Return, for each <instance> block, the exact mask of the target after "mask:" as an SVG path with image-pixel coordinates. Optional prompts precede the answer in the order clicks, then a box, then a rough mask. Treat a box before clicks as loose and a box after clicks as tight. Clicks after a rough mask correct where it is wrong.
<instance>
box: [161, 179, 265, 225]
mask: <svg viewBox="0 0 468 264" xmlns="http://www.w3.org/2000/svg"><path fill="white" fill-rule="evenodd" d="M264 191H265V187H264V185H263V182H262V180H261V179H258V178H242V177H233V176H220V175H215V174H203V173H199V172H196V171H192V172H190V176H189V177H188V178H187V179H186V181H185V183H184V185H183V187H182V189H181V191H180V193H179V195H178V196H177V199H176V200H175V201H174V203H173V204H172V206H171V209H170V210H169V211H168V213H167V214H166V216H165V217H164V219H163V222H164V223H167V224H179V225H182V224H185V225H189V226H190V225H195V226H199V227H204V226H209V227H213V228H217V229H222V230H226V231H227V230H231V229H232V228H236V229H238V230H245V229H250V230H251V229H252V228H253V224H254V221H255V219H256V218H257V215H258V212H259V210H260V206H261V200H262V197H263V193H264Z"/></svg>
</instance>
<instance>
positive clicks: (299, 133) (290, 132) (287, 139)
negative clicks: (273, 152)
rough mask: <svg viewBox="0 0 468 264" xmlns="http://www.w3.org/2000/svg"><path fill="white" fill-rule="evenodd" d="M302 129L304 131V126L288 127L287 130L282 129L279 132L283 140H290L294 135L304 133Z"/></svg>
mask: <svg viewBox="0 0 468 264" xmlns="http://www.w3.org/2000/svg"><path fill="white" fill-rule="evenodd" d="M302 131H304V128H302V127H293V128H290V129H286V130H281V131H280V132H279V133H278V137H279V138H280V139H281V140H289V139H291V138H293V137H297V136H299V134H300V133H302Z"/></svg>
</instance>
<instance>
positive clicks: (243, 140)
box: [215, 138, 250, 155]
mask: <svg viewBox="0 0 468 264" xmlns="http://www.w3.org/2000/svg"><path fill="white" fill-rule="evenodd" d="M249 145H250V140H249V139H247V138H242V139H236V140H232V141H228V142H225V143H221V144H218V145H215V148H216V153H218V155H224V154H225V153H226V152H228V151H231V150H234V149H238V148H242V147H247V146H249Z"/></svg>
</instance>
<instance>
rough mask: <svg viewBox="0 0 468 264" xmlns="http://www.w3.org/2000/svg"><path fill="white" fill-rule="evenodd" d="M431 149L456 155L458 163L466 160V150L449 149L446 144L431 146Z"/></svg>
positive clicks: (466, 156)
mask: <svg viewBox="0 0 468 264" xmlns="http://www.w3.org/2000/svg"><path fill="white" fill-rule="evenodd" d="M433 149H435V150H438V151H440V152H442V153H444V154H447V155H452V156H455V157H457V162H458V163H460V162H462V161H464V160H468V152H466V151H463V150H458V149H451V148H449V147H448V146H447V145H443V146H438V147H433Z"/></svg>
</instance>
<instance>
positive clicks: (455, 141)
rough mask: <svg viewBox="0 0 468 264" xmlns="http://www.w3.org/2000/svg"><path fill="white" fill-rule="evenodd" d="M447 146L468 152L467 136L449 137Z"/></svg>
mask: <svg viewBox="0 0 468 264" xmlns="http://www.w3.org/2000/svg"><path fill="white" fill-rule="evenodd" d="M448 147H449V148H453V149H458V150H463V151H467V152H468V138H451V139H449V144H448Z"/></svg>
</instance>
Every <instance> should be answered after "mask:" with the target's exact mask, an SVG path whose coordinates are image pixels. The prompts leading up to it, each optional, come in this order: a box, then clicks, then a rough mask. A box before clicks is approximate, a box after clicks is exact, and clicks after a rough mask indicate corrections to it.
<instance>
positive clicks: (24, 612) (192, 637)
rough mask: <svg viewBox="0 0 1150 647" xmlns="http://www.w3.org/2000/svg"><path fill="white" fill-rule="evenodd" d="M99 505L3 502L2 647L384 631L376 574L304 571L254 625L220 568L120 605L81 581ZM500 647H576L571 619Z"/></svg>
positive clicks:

==============================

__Task goal__
List every line of the records above that contains the word "positive".

__Answer to this exercise__
positive clicks: (299, 133) (290, 132) (287, 139)
positive clicks: (243, 140)
positive clicks: (466, 156)
positive clicks: (455, 141)
positive clicks: (24, 612) (192, 637)
positive clicks:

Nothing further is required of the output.